• Directions for this task: Where the line containing "Phrase: floral pattern on lantern" appears, begin retyping; continue exactly through the final line of the data. Omit every picture.

• The data:
>>

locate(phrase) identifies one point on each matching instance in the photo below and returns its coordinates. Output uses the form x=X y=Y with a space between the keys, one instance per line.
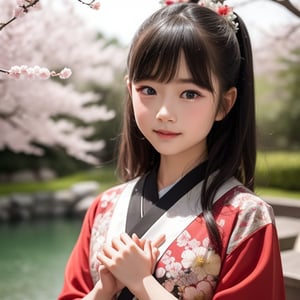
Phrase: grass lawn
x=106 y=178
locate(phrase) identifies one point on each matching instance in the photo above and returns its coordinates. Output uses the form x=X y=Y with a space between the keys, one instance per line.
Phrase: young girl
x=187 y=155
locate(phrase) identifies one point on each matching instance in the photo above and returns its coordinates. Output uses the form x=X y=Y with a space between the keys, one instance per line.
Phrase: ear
x=129 y=86
x=228 y=101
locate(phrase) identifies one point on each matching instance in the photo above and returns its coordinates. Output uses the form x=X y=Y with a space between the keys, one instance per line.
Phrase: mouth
x=166 y=133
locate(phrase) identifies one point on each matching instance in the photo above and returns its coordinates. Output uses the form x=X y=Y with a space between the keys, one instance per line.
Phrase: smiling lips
x=166 y=134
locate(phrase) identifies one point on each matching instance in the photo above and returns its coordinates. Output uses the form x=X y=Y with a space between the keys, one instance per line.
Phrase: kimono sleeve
x=253 y=269
x=77 y=279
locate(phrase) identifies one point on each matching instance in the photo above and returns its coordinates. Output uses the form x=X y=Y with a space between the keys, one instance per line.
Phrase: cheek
x=141 y=114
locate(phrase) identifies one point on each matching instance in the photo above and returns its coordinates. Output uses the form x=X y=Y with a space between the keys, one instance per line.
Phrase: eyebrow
x=185 y=80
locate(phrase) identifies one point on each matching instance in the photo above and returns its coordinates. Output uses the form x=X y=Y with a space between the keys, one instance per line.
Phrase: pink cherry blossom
x=28 y=105
x=65 y=73
x=95 y=5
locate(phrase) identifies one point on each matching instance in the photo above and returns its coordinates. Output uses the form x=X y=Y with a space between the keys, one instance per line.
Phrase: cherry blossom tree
x=40 y=112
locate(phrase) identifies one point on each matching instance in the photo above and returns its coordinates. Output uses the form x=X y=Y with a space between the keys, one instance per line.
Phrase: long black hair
x=211 y=46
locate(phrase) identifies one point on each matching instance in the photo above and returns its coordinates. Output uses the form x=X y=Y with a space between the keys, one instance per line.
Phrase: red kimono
x=248 y=268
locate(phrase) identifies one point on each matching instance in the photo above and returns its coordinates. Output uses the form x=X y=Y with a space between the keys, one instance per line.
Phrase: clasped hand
x=126 y=262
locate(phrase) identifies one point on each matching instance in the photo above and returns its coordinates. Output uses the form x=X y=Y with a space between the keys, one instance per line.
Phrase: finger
x=104 y=260
x=117 y=243
x=125 y=238
x=140 y=242
x=159 y=241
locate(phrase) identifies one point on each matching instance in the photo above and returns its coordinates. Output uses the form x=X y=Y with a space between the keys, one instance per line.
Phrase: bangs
x=156 y=53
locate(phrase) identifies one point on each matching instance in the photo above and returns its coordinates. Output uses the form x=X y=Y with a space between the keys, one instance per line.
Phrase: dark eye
x=190 y=95
x=147 y=90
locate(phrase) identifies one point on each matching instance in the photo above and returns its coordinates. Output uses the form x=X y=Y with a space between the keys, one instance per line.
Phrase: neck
x=172 y=169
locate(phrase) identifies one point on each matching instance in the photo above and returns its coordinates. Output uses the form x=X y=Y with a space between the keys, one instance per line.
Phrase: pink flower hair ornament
x=218 y=7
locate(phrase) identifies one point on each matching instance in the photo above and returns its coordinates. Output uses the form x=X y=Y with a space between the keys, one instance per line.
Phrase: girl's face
x=175 y=117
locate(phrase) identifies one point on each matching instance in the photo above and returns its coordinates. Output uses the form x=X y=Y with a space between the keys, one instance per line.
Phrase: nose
x=165 y=113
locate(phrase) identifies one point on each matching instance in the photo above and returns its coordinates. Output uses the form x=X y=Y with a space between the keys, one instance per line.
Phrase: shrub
x=278 y=170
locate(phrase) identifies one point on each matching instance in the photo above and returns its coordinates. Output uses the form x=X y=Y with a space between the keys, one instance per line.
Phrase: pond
x=33 y=256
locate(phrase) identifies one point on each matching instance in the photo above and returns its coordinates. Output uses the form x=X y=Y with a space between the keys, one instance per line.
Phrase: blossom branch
x=92 y=4
x=23 y=8
x=24 y=72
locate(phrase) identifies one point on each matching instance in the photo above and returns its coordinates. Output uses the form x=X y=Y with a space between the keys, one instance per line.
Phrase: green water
x=33 y=256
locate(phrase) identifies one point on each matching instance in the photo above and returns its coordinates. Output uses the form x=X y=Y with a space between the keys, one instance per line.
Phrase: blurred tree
x=289 y=87
x=34 y=113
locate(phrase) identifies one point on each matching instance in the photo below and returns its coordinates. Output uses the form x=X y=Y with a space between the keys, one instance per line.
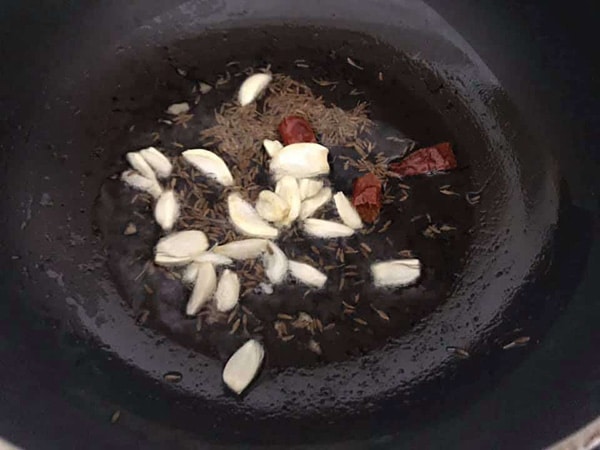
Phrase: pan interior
x=404 y=100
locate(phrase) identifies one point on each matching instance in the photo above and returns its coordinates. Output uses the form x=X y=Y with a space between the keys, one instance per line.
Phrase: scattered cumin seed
x=381 y=313
x=518 y=342
x=115 y=416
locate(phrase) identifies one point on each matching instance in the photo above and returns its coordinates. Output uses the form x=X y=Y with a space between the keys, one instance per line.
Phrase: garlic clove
x=243 y=365
x=271 y=206
x=309 y=188
x=160 y=259
x=300 y=160
x=137 y=181
x=214 y=258
x=275 y=263
x=252 y=87
x=206 y=283
x=272 y=147
x=287 y=188
x=166 y=210
x=326 y=228
x=313 y=204
x=228 y=291
x=209 y=164
x=178 y=108
x=246 y=219
x=138 y=163
x=347 y=212
x=183 y=244
x=396 y=273
x=307 y=274
x=241 y=250
x=159 y=162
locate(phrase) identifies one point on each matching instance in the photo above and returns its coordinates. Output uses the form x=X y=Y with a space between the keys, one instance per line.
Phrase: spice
x=426 y=160
x=366 y=197
x=293 y=129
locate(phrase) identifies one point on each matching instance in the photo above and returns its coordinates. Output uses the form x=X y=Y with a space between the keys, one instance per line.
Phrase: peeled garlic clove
x=271 y=206
x=210 y=165
x=137 y=162
x=326 y=228
x=166 y=210
x=136 y=181
x=275 y=263
x=206 y=283
x=214 y=258
x=346 y=211
x=159 y=162
x=396 y=273
x=171 y=261
x=309 y=188
x=178 y=108
x=190 y=273
x=300 y=160
x=241 y=250
x=246 y=219
x=252 y=87
x=287 y=188
x=312 y=205
x=272 y=147
x=187 y=243
x=243 y=366
x=307 y=274
x=228 y=291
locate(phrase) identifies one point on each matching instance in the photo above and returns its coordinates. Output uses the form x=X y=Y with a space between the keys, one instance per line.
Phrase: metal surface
x=68 y=341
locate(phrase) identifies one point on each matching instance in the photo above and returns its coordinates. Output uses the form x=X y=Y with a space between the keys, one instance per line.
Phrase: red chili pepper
x=295 y=129
x=426 y=160
x=366 y=197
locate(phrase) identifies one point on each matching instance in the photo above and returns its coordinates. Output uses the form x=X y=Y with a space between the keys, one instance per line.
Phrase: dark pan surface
x=64 y=301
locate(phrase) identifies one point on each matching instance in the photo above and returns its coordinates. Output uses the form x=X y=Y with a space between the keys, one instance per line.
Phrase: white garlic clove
x=190 y=274
x=178 y=108
x=241 y=250
x=187 y=243
x=287 y=188
x=209 y=164
x=159 y=162
x=228 y=291
x=309 y=188
x=137 y=162
x=206 y=283
x=214 y=258
x=246 y=219
x=136 y=181
x=252 y=87
x=166 y=210
x=171 y=261
x=311 y=205
x=275 y=263
x=272 y=147
x=300 y=160
x=396 y=273
x=271 y=206
x=326 y=228
x=243 y=366
x=347 y=212
x=307 y=274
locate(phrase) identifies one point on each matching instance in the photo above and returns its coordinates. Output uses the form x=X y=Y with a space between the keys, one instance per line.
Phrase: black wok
x=508 y=83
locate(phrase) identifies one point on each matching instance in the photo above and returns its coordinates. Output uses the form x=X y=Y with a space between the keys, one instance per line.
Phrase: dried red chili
x=366 y=197
x=426 y=160
x=295 y=129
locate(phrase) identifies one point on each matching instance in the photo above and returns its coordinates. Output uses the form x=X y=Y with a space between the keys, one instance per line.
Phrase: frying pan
x=75 y=78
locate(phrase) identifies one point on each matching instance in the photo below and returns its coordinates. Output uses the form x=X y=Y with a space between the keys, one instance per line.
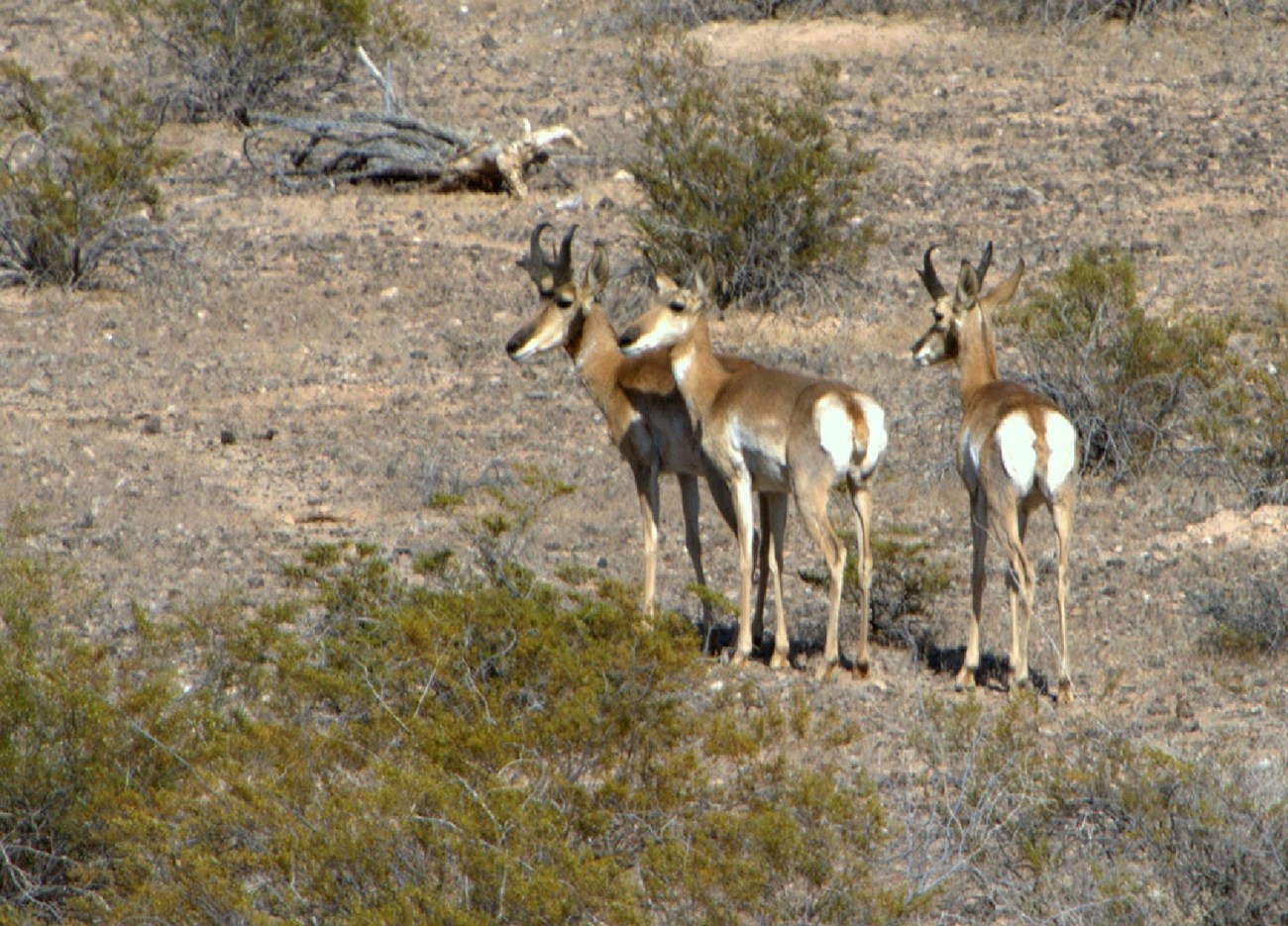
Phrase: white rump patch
x=1018 y=446
x=969 y=462
x=835 y=430
x=875 y=417
x=681 y=363
x=1063 y=441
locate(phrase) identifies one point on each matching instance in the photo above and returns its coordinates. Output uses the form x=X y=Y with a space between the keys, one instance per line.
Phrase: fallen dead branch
x=393 y=146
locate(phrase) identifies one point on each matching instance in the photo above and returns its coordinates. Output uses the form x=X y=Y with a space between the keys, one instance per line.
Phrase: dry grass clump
x=223 y=58
x=1126 y=378
x=78 y=180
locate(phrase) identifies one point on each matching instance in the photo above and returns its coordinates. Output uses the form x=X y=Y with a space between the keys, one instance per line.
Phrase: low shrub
x=1245 y=416
x=1248 y=620
x=78 y=183
x=758 y=180
x=228 y=56
x=1124 y=377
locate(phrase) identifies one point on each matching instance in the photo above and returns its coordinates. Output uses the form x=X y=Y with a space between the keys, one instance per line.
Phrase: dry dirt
x=327 y=362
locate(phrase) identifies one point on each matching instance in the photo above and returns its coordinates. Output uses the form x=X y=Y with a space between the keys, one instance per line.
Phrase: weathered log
x=393 y=146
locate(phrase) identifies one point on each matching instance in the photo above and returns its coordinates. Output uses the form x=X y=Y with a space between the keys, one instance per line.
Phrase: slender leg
x=861 y=498
x=692 y=505
x=776 y=530
x=741 y=488
x=1061 y=515
x=1020 y=577
x=978 y=582
x=758 y=624
x=645 y=485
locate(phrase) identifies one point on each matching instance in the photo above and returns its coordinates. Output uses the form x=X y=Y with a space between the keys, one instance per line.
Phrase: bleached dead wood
x=393 y=146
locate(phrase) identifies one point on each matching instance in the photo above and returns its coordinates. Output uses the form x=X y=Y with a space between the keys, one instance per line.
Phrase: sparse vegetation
x=1122 y=376
x=78 y=182
x=1046 y=12
x=1248 y=621
x=758 y=180
x=235 y=55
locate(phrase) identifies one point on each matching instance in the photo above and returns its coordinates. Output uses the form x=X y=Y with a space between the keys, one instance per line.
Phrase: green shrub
x=230 y=56
x=78 y=182
x=1122 y=376
x=756 y=180
x=1248 y=620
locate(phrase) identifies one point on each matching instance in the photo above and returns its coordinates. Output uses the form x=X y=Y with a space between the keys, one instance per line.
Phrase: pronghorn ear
x=597 y=270
x=657 y=281
x=1005 y=290
x=967 y=287
x=703 y=278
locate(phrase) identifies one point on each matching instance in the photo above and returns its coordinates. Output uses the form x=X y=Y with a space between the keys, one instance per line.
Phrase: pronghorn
x=1016 y=453
x=645 y=416
x=776 y=433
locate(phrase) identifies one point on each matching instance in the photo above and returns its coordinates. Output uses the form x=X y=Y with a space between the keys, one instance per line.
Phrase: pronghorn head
x=563 y=299
x=941 y=340
x=673 y=309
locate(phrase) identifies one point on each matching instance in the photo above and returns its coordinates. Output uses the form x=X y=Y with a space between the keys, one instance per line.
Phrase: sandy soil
x=323 y=364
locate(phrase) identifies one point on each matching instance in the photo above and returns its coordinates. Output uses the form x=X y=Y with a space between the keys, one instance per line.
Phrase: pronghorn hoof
x=827 y=671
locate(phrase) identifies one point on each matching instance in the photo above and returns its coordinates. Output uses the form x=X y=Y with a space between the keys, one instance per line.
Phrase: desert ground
x=322 y=364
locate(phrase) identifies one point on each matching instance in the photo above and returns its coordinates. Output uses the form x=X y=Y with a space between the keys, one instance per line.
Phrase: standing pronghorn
x=1016 y=453
x=772 y=432
x=636 y=395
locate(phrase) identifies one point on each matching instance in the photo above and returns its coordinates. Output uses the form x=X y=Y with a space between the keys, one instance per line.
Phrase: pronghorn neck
x=592 y=347
x=698 y=373
x=977 y=357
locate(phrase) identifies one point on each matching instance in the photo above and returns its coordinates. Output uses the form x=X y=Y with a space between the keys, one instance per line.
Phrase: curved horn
x=928 y=277
x=566 y=252
x=986 y=259
x=536 y=254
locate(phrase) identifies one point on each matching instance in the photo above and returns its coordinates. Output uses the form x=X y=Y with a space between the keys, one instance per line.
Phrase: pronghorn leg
x=691 y=501
x=811 y=505
x=1061 y=515
x=774 y=527
x=978 y=582
x=741 y=489
x=647 y=488
x=758 y=625
x=861 y=498
x=1019 y=579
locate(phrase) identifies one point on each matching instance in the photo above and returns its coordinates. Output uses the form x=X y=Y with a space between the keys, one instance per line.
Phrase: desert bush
x=758 y=180
x=78 y=182
x=228 y=56
x=1099 y=830
x=907 y=578
x=1245 y=415
x=1121 y=375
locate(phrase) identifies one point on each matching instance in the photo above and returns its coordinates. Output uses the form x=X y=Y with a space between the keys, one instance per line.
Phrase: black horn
x=928 y=277
x=566 y=253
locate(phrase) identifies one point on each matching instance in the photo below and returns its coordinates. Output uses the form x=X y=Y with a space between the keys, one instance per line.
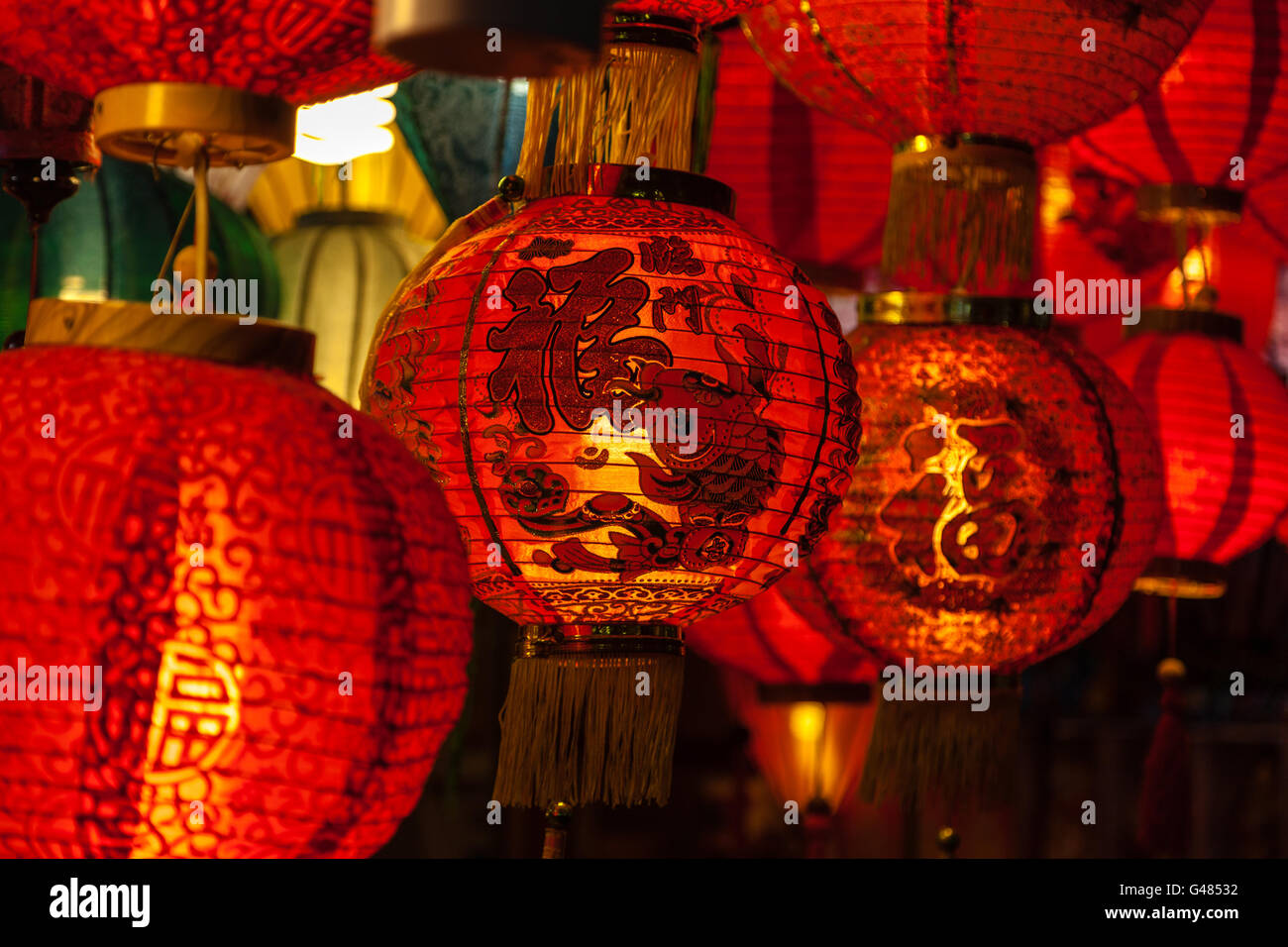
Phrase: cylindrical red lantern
x=965 y=91
x=639 y=415
x=263 y=586
x=805 y=697
x=1006 y=495
x=1222 y=418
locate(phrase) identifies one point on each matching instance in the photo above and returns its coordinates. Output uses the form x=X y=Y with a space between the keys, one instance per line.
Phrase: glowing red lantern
x=965 y=91
x=269 y=587
x=804 y=696
x=1216 y=124
x=230 y=69
x=806 y=183
x=638 y=412
x=1222 y=416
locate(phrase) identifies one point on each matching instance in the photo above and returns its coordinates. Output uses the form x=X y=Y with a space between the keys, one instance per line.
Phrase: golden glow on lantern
x=331 y=133
x=806 y=722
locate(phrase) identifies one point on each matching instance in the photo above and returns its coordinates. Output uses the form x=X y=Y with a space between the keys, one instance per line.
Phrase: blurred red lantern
x=805 y=697
x=965 y=91
x=638 y=412
x=230 y=69
x=266 y=590
x=806 y=183
x=1216 y=124
x=1006 y=495
x=1222 y=416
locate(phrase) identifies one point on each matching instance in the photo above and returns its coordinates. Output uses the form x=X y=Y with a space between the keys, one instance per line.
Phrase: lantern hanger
x=915 y=308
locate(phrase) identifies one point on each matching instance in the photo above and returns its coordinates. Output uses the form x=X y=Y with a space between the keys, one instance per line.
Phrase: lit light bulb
x=331 y=133
x=805 y=722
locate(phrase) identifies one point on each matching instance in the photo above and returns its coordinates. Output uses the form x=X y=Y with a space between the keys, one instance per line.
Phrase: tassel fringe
x=636 y=103
x=574 y=729
x=970 y=230
x=943 y=750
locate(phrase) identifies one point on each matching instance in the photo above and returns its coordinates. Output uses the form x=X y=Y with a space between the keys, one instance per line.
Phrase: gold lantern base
x=957 y=204
x=124 y=325
x=578 y=725
x=166 y=123
x=1186 y=579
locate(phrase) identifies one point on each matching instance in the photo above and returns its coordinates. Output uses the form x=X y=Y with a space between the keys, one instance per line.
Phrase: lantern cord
x=201 y=227
x=174 y=240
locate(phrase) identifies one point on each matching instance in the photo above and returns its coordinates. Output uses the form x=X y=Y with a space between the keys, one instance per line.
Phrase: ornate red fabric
x=209 y=538
x=545 y=368
x=300 y=51
x=809 y=184
x=921 y=67
x=1225 y=97
x=1224 y=492
x=1006 y=496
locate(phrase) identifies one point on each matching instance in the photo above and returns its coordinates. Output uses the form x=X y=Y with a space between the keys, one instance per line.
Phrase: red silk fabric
x=511 y=368
x=300 y=51
x=210 y=539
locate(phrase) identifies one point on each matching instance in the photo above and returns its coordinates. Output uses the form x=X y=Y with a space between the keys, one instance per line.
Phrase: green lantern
x=339 y=268
x=110 y=240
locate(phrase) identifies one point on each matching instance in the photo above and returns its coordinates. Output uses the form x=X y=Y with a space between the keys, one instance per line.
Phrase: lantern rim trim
x=133 y=326
x=1206 y=322
x=665 y=184
x=921 y=308
x=143 y=121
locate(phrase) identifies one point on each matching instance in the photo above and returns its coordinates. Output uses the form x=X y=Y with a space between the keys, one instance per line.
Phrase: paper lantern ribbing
x=632 y=405
x=1222 y=418
x=205 y=538
x=1006 y=496
x=965 y=91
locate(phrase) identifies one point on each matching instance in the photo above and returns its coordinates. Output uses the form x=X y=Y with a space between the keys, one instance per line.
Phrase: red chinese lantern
x=805 y=697
x=266 y=590
x=1216 y=124
x=806 y=183
x=1222 y=418
x=635 y=107
x=965 y=91
x=231 y=71
x=638 y=414
x=1006 y=495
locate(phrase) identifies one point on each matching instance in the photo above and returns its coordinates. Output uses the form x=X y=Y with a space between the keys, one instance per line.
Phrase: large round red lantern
x=965 y=91
x=1216 y=124
x=250 y=596
x=1006 y=495
x=639 y=414
x=1222 y=418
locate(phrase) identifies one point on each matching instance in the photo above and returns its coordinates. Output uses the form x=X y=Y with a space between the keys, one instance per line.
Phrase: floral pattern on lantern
x=206 y=536
x=581 y=324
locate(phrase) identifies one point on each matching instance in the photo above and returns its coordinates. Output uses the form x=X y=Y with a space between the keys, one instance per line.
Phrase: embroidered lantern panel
x=271 y=595
x=1006 y=496
x=634 y=407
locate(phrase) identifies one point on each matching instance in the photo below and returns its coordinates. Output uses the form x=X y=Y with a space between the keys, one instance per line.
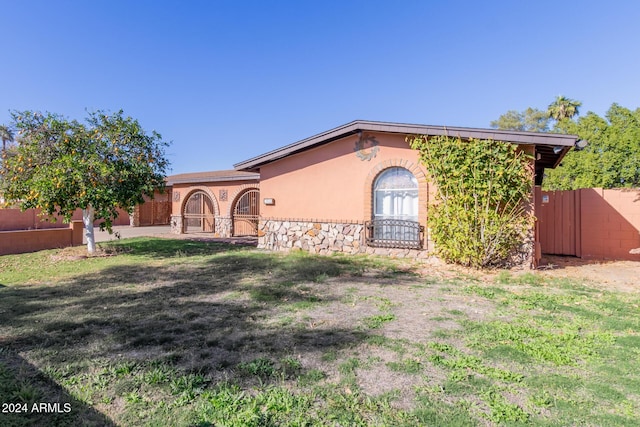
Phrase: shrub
x=480 y=217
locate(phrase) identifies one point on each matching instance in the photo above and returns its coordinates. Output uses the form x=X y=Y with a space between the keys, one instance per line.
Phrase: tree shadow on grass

<<

• Reply to the task:
Phrase: floral pattern on lantern
x=206 y=536
x=581 y=324
locate(phrase) identifies one point on each matching instance in the photo above and returns its coordinates. Output uses the form x=X y=Y with a space between the keys, one instance per line.
Phrase: embroidered lantern panel
x=271 y=595
x=1006 y=496
x=634 y=407
locate(phrase) identifies one point on each matching instance in the photo below and returns its coordinates. Output uses the form x=X y=Y with a space between the keys, one instance per line.
Phrase: shrub
x=480 y=217
locate(phrase) identifies one point on each matching instance in the photo above and returns its coordinates. Output uses the form x=X y=Y with a space between the keys, one instance per line.
Phrase: tree shadow on grass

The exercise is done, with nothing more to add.